● PROBLEM DESCRIPTION: Reproduce the records below with every "marker" changed to "dot" and nothing else altered.

Records in a dataset:
= = = = = = =

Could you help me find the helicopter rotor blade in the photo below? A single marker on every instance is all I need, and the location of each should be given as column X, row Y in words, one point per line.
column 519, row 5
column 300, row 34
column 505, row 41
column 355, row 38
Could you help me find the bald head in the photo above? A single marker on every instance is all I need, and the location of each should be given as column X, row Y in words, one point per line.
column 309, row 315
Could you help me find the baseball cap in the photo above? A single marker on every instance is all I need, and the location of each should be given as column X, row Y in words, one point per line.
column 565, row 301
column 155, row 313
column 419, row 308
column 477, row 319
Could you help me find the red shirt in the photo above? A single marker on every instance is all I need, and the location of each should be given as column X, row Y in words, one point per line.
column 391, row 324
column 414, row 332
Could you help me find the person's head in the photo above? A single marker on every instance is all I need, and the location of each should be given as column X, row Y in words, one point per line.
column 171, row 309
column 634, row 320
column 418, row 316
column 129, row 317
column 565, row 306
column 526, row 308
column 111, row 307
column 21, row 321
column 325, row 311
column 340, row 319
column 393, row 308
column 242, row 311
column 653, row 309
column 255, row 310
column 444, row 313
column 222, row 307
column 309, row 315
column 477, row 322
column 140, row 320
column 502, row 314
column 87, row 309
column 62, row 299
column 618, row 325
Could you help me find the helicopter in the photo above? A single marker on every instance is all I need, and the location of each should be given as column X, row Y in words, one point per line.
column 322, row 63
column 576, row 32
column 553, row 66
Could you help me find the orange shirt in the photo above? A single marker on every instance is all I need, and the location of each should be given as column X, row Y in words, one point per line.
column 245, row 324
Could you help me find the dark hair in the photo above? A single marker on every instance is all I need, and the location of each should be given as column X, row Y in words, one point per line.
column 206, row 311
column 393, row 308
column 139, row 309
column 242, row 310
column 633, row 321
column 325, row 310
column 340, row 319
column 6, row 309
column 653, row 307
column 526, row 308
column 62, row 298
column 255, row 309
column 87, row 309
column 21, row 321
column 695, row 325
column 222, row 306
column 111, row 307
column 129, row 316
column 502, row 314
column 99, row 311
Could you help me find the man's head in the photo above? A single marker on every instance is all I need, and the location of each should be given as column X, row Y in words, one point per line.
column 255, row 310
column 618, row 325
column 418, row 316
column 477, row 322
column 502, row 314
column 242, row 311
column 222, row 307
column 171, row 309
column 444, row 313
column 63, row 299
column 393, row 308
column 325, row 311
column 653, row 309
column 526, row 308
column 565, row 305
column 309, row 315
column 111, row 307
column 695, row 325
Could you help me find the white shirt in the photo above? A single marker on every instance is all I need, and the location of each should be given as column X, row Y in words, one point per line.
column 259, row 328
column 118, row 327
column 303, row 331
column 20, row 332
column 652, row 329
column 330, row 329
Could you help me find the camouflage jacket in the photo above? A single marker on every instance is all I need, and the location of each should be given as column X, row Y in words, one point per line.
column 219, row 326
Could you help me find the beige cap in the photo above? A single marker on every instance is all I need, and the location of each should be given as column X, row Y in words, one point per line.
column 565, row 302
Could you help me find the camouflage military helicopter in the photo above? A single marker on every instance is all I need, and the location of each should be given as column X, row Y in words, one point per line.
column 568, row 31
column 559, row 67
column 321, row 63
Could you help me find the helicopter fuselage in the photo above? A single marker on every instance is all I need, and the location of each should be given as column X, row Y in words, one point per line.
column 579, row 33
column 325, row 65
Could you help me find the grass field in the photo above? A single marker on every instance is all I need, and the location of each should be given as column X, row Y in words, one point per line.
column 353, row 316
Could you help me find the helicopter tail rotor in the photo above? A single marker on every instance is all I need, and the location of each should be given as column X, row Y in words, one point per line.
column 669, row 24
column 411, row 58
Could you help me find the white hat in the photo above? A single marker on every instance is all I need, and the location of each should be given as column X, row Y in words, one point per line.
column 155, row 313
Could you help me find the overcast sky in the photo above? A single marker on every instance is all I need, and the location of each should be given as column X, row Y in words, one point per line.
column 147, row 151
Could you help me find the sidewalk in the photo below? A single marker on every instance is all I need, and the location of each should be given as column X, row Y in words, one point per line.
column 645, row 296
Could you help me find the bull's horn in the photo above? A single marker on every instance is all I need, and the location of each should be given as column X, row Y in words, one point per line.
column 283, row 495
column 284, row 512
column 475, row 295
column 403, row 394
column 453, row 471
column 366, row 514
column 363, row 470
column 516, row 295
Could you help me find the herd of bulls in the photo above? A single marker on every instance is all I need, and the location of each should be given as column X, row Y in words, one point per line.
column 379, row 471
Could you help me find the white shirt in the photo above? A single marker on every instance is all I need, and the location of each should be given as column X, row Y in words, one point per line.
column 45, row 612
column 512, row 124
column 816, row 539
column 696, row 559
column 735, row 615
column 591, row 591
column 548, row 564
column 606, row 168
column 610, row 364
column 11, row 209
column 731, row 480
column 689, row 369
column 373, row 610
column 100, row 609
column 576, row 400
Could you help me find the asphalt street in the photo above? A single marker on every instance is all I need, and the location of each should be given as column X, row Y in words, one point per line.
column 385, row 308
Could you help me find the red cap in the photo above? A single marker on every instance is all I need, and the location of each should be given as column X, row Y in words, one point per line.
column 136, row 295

= = = = = = =

● TASK SOLUTION:
Could you help me find the helicopter rotor blade in the photo below? A single dot on every instance is all I need, and the location of each should be given as column X, row Y in words, one point per line.
column 519, row 5
column 300, row 34
column 505, row 41
column 355, row 38
Could you help me find the bald head in the photo above? A single dot on every instance is all I need, and the location of each should be given as column X, row Y in words, one point per line.
column 309, row 315
Could you help me find the baseball cap in the photo above? A single dot on every instance is all I need, and the location of each should be given as column X, row Y in words, one point per line.
column 565, row 301
column 155, row 313
column 419, row 308
column 477, row 319
Could you help me find the red shirt in the photo above? A single dot on every instance is all I need, and the location of each should be given as column X, row Y in words, one point per line.
column 391, row 324
column 414, row 332
Could you help me find the person's head in the photo above? A single dot on every instance is all I need, and the location of each should be given as column X, row Y in words, one point per line.
column 171, row 309
column 634, row 320
column 418, row 316
column 129, row 317
column 565, row 306
column 526, row 308
column 111, row 307
column 21, row 321
column 325, row 311
column 340, row 319
column 393, row 308
column 242, row 311
column 653, row 309
column 255, row 310
column 444, row 313
column 222, row 307
column 309, row 315
column 477, row 322
column 140, row 320
column 502, row 314
column 87, row 309
column 62, row 299
column 618, row 325
Could you help me find the helicopter in the photo above? A single dot on every instance is all I need, and the location of each should be given as column X, row Y in words, one point per line.
column 322, row 63
column 576, row 32
column 553, row 66
Could you help me find the orange shirt in the photo above? A single dot on every instance is all I need, and the location of each should be given as column X, row Y in words, one point per line.
column 245, row 324
Could you help me find the dark hair in the photo above? A single dot on every instance is all I need, and the location of each should be given as column X, row Y in words, one point per line.
column 206, row 311
column 393, row 308
column 139, row 309
column 242, row 310
column 633, row 321
column 325, row 310
column 340, row 319
column 6, row 309
column 653, row 307
column 526, row 308
column 62, row 298
column 255, row 309
column 87, row 309
column 21, row 321
column 695, row 325
column 222, row 306
column 111, row 307
column 129, row 316
column 502, row 314
column 99, row 311
Could you help me find the man's head in the photo above? A single dot on every instance is all I need, and the location of each should be given as column X, row Y in words, one point per line.
column 255, row 310
column 618, row 325
column 418, row 316
column 477, row 322
column 502, row 314
column 242, row 311
column 222, row 307
column 171, row 309
column 444, row 313
column 63, row 299
column 393, row 308
column 325, row 311
column 653, row 309
column 526, row 308
column 565, row 305
column 309, row 315
column 111, row 307
column 695, row 325
Could you help me find the white shirt in the photo above? A single dot on every instance is all I need, and the location of each should be given as column X, row Y in words, one point per line.
column 259, row 328
column 118, row 327
column 303, row 331
column 20, row 332
column 652, row 329
column 330, row 329
Could you help me find the camouflage jacket in the photo above? A single dot on every instance is all I need, and the location of each should be given as column X, row Y in words, one point per line.
column 219, row 326
Could you help me find the beige cap in the photo above? A single dot on every instance is all I need, and the location of each should be given as column X, row Y in words, one point per line.
column 565, row 302
Could you help me find the camouflage military helicopter in the photo above? A single dot on every instance is all I need, and the location of each should be given as column X, row Y in words, one point per line.
column 568, row 31
column 559, row 67
column 321, row 63
Could you help me find the helicopter fuselage in the photo above? A single dot on every instance is all I need, and the location of each should be given as column X, row Y in words, one point per line.
column 579, row 33
column 325, row 65
Could you help me find the grass field in the photo above? A single dot on every instance is all I need, and the location of each should be given as column X, row Y in words, one point per line.
column 353, row 316
Could you help me find the helicopter tail rotor in the photo above? A single dot on every instance is all I need, and the location of each should be given as column X, row Y in words, one point per line.
column 669, row 24
column 411, row 58
Could you help me find the white hat in the photo above? A single dot on every instance is all I need, and the location of each should be given as column X, row Y in words, one point per line.
column 155, row 313
Could you help me find the overcast sky in the photo above? A single dot on every instance is all I need, and the location of each should be given as column X, row Y in words, one point per line.
column 147, row 151
Could you help me find the sidewalk in the photo below? A single dot on every instance is all I need, and the location of each should be given as column X, row Y in words, one point per line.
column 645, row 296
Could you help me find the bull's horn in the photo above? A single dot on every instance is all I need, and the location of each should be given as column X, row Y in words, one point per line.
column 283, row 495
column 284, row 512
column 475, row 295
column 403, row 394
column 453, row 471
column 366, row 514
column 363, row 470
column 516, row 295
Could you help me find the herd of bulls in the photo above? A single dot on every instance is all I need, and the location of each should be given as column X, row Y in words, one point per line.
column 379, row 471
Could you help me find the white shirt in the photo above? A single dot on every instance is all I need, and the location of each should be given as column X, row Y in words, one point per line.
column 45, row 612
column 512, row 124
column 816, row 539
column 696, row 559
column 735, row 615
column 591, row 591
column 548, row 564
column 606, row 168
column 610, row 364
column 11, row 209
column 731, row 480
column 689, row 369
column 373, row 610
column 100, row 609
column 576, row 400
Could you help me find the asphalt street in the photo above? A single dot on every instance is all I need, and the location of each should be given as column X, row Y in words, one point per line.
column 385, row 308
Could you help me find the red cap in the photo above? A single dot on every instance is all I need, and the location of each should be given as column X, row Y in words, one point per line.
column 136, row 295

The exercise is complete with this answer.